- **ATTIVITÀ DA SVOLGERE**:
[A] Aggiorna l'articolo sui giornalisti arrestati o uccisi, riscrivendolo da "Mai così tanti" fino a "Cultura di Teheran." compreso, con "Tehran" al posto di "Teheran".
[B] Rispondi a queste domande sull'articolo dedicato ai giornalisti arrestati o uccisi:
(i) Da quale data Cecilia Sala è detenuta nel carcere di Evin?
(ii) Per quale canale televisivo lavoravano i cinque cronisti palestinesi morti nel furgone?
(iii) Di fronte a quale ospedale era parcheggiato quel furgone?
[C] Riprendi l'articolo sui giornalisti arrestati o uccisi e proseguilo dal punto in cui si ferma.

- **BRANO DEL DOCUMENTO**:
Mai così tanti giornalisti arrestati o uccisi nel mondo. Il 2024 è stato un anno orribile, come conferma purtroppo il caso di Cecilia Sala, detenuta nel carcere iraniano di Evin dal 19 dicembre, e il cui arresto è stato stato confermato ufficialmente da Teheran "per aver violato le leggi della Repubblica Islamica". Questo riporta l'agenzia di Stato iraniana, l'Irna, senza fornire ulteriori dettagli e citando una dichiarazione del Ministero della Cultura di Teheran.

CECILIA SALA E GLI ALTRI

Il nome di Sala non è neanche l’ultimo della lunga lista di giornalisti detenuti o uccisi. Dopo il suo arresto, cinque cronisti palestinesi sono morti bruciati nel loro furgone parcheggiato di fronte all’ospedale Al-Awda, nel campo profughi di Nuseirat al centro della Striscia di Gaza. 

I CINQUE GIORNALISTI PALESTINESI UCCISI

Lavoravano per il canale televisivo Al-Quds Today, che ha denunciato l’ennesima carneficina nei confronti dei giornalisti palestinesi. Dal canto suo, l’esercito israeliano ha dichiarato che l'attacco mirava a "un veicolo con una cellula terroristica della Jihad islamica" a bordo.

LA FNSI: LIBERARE SUBITO CECILIA

Nel caso di Cecilia Sala, si è in attesa di capire perché sia stata arrestata, dal momento che l’Iran non ha ancora reso noti i capi di imputazione. La Federazione nazionale della Stampa italiana è intervenuta sulla vicenda della collega italiana, dichiarando di aver attivato tutti i propri contatti per conoscere le condizioni e la situazione della giornalista e chiedere che Cecilia Sala sia rimessa immediatamente in libertà.

USIGRAI: BASTA INTIMIDAZIONI

“Il regime di Teheran – ha scritto invece il sindacato dei giornalisti Rai – deve liberare Cecilia Sala; è solo una giornalista che fa il suo lavoro con dedizione e passione. Ogni altra ragione per trattenere in carcere la nostra collega è solo un modo per intimidire chi liberamente fa informazione. Chiediamo al governo italiano il massimo impegno per l'immediato”.

Record di origine
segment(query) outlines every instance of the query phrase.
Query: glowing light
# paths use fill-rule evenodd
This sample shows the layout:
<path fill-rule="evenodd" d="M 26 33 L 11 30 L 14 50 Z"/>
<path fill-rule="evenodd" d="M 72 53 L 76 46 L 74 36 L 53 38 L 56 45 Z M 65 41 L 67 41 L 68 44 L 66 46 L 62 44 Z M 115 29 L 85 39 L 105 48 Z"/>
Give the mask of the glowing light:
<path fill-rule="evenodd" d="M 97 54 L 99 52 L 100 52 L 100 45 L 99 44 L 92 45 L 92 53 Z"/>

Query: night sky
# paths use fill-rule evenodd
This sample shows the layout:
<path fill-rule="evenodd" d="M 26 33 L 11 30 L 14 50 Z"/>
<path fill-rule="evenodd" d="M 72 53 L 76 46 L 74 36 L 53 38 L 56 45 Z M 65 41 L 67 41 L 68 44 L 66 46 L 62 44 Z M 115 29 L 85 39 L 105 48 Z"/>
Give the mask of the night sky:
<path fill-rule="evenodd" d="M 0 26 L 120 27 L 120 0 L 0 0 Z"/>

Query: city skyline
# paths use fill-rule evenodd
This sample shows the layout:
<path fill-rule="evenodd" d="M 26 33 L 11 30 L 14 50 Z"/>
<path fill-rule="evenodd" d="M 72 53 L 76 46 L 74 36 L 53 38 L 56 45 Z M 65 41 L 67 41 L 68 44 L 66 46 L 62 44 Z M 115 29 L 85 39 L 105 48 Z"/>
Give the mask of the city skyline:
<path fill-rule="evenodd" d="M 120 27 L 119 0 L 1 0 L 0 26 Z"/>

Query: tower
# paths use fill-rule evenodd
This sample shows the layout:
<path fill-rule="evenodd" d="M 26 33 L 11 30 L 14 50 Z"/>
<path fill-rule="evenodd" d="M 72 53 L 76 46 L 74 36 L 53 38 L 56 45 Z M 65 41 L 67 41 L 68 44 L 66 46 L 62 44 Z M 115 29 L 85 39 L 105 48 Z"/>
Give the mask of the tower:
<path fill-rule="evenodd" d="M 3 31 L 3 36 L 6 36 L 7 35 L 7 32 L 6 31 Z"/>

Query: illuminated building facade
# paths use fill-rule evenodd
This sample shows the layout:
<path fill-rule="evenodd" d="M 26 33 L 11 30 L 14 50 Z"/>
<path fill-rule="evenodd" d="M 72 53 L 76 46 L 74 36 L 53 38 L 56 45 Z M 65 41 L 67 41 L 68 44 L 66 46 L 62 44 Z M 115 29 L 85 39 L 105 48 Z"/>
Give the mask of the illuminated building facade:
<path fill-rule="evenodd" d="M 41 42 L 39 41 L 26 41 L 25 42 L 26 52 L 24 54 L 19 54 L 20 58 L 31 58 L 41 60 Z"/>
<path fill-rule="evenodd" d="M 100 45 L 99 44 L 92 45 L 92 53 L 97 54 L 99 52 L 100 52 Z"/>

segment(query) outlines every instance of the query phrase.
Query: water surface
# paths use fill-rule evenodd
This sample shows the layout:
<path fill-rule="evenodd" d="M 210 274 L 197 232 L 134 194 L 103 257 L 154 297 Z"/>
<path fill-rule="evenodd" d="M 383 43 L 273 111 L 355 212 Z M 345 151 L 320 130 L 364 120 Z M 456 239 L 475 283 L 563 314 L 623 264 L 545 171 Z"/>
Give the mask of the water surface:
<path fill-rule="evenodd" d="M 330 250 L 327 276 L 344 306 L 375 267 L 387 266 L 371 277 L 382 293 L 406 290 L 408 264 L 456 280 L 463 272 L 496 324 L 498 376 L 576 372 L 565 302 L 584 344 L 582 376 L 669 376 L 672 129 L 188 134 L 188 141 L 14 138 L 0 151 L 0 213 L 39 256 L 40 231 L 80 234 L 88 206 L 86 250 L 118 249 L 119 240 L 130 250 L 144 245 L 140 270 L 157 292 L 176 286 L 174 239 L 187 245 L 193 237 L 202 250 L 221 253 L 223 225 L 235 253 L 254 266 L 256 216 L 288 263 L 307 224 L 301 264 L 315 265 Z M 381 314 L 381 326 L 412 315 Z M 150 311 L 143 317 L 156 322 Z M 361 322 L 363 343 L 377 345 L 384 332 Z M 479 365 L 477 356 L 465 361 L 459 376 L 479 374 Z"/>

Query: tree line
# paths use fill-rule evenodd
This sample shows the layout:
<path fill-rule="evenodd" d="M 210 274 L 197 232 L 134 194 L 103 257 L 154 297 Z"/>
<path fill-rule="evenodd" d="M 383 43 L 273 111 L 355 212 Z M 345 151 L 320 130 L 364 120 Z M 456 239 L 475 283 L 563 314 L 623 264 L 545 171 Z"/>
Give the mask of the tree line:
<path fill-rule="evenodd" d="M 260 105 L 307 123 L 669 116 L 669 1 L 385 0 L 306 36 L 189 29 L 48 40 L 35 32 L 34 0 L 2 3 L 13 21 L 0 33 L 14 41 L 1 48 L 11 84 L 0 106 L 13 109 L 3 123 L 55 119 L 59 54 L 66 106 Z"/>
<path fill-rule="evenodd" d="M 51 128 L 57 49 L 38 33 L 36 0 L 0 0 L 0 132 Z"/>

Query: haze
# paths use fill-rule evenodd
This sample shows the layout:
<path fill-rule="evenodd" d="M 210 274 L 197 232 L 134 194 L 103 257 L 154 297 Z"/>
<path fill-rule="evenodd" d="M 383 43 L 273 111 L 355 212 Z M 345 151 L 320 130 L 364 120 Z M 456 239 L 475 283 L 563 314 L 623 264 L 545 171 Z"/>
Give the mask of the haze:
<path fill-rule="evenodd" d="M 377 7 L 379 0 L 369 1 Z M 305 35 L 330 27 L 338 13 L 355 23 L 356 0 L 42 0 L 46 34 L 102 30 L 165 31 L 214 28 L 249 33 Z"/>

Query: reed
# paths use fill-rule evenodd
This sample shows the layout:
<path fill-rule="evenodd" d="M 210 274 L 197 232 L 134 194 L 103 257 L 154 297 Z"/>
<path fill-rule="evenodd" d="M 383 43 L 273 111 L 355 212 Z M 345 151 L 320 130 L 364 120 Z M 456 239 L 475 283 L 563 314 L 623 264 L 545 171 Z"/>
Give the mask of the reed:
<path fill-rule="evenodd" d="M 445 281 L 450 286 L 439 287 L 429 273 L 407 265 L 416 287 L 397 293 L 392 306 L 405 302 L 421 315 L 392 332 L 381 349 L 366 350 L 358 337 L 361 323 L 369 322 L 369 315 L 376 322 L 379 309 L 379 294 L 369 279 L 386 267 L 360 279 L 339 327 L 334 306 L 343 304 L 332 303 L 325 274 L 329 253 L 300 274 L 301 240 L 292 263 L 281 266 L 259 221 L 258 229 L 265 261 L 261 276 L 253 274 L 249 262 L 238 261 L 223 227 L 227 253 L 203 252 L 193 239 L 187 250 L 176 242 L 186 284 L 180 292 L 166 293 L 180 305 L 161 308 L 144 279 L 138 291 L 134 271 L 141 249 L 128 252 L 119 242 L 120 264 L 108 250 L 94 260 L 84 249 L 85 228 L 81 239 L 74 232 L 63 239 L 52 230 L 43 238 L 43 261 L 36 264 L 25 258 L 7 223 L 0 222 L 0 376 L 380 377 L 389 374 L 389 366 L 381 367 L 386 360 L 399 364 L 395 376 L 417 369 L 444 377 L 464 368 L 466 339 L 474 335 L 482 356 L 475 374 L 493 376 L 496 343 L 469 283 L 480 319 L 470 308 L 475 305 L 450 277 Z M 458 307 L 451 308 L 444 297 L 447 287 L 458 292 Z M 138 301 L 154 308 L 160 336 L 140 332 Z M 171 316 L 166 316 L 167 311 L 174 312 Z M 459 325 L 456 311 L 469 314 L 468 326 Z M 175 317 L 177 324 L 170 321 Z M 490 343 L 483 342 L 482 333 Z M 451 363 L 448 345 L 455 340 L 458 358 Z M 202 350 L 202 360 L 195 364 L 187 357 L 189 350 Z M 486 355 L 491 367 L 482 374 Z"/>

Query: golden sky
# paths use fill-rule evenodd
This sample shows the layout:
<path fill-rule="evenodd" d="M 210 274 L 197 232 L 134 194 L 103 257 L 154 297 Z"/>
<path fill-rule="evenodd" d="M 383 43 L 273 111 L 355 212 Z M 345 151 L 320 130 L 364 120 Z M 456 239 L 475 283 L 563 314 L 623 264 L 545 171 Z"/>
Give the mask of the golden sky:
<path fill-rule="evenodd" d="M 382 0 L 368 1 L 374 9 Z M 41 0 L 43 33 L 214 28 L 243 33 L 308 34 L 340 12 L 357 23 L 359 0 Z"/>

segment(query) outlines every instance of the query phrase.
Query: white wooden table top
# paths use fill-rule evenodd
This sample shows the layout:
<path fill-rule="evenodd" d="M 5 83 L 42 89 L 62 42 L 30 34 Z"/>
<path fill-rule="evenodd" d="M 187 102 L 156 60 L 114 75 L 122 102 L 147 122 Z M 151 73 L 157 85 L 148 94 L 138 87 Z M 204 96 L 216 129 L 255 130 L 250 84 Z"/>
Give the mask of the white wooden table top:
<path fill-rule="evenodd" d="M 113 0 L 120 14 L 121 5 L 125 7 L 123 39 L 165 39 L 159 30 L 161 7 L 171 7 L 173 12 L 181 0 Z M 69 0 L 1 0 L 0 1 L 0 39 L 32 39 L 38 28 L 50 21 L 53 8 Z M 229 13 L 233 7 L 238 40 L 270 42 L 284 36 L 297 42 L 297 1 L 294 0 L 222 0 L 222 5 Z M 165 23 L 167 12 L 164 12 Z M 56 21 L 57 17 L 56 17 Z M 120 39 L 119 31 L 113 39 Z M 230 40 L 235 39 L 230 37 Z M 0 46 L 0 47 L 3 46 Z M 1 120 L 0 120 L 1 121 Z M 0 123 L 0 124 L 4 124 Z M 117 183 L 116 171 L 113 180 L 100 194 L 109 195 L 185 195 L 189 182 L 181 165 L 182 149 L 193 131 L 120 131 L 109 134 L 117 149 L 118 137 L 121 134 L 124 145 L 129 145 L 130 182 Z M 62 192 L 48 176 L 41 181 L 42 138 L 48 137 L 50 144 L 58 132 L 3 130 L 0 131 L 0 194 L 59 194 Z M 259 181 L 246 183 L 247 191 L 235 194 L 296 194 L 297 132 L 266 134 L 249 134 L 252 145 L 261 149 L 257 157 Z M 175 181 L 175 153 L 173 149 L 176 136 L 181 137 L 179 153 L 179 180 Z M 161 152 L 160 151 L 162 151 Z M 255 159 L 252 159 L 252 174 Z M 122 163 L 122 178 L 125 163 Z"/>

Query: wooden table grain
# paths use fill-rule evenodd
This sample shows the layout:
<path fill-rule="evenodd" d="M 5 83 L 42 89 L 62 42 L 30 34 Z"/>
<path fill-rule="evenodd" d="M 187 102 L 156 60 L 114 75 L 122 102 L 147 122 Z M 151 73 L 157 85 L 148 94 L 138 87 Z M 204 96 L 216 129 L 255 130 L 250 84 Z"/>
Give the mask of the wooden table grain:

- **RISPOSTE ATTESE**:
[A]
Mai così tanti giornalisti arrestati o uccisi nel mondo. Il 2024 è stato un anno orribile, come conferma purtroppo il caso di Cecilia Sala, detenuta nel carcere iraniano di Evin dal 19 dicembre, e il cui arresto è stato stato confermato ufficialmente da Tehran "per aver violato le leggi della Repubblica Islamica". Questo riporta l'agenzia di Stato iraniana, l'Irna, senza fornire ulteriori dettagli e citando una dichiarazione del Ministero della Cultura di Tehran.

[B]
(i) Dal 19 dicembre.
(ii) Al-Quds Today.
(iii) L'ospedale Al-Awda.

[C]
FDJ: I CRONISTI NON SONO MERCE DI SCAMBIO

Al coro di voci, si aggiunge anche quella della Federazione internazionale dei giornalisti (Ifj), che ha chiesto alle autorità iraniana di liberare immediatamente e incondizionatamente la cronista del Foglio e Chora Media. “Deploriamo la strategia iraniana di imprigionare i giornalisti stranieri per ottenere qualcosa in cambio. La nostra collega italiana – ha dichiarato il segretario generale della Ifj, Anthony Bellanger – è l'ultima vittima di questa macabra pratica”.

QUANDO LA SCRITTA PRESS É UN BERSAGLIO 

Giornalisti arrestati o morti mentre stavano facendo il loro lavoro: essere nel posto in cui le cose accadono, per poterle raccontare. Morti sul lavoro, anche loro. Una conta che nel 2024 ha toccato punte estreme (776 da gennaio a settembre, secondo quanto registrato dall’Inail). La scritta Press su furgoni, cartellini e giubbotti antiproiettile nasce per essere un lasciapassare. Ma sembra diventato un bersaglio da colpire.

UkrInform/Avalon/Sintesi
UkrInform/Avalon/Sintesi
UkrInform/Avalon/Sintesi (UkrInform/Avalon/Sintesi)

104 GIORNALISTI UCCISI NEL 2024

Sono 104 i giornalisti uccisi in tutto il mondo nel 2024, di cui la metà a Gaza, secondo quanto documentato dall’Ifj. Ma se si considera tutto il periodo a partire dal 7 ottobre 2023, data dello scoppio della guerra tra Israele e Hamas, la cifra sale a 141 giornalisti uccisi nella Striscia, in Cisgiordania e in Libano, come riportato dal Commetee to Protect Journalists (CPJ). Cifre che rendono la regione una delle "più pericolose nella storia del giornalismo moderno, dopo Iraq, Filippine e Messico". Una tra le tante, in cui purtroppo fare informazione significa rischiare quotidianamente la vita.

I PAESI PIÙ PERICOLOSI PER I GIORNALISTI

Dopo il Medio Oriente, la seconda regione più pericolosa per i giornalisti è l'Asia-Pacifico con venti morti, di cui sei omicidi in Pakistan, cinque in Bangladesh e tre in India. In Europa, "la guerra in Ucraina ha causato ancora vittime nel continente – illustra il rapporto dell’Ifj – con quattro giornalisti uccisi nel 2024, dopo i tredici del 2022 e i quattro del 2023”. Il Messico, considerato uno dei luoghi più rischiosi al mondo in cui fare giornalismo, continua a registrare "minacce, intimidazioni, rapimenti e omicidi, in particolare a causa di servizi sul traffico di droga”.

MORIRE RACCONTANDO

Un altro rapporto dell'ong Reporter senza frontiere (Rsf) riporta 54 vittime, ma la metodologia include solo le uccisioni considerate "direttamente collegate" all'attività professionale dei giornalisti. Di fronte a questi numeri, tuttavia, risulta davvero difficile fare un esercizio di distinzione, caso per caso, delle ragioni della loro morte. Che sia cioè accaduta in maniera “accidentale” – per esempio per l’esplosione di un ordigno – o proprio perché stavano documentando cose che non dovevano essere raccontate. Il punto vero è che siano morti raccontando e proprio perché lo stavano facendo, in maniera fortuita o intenzionale.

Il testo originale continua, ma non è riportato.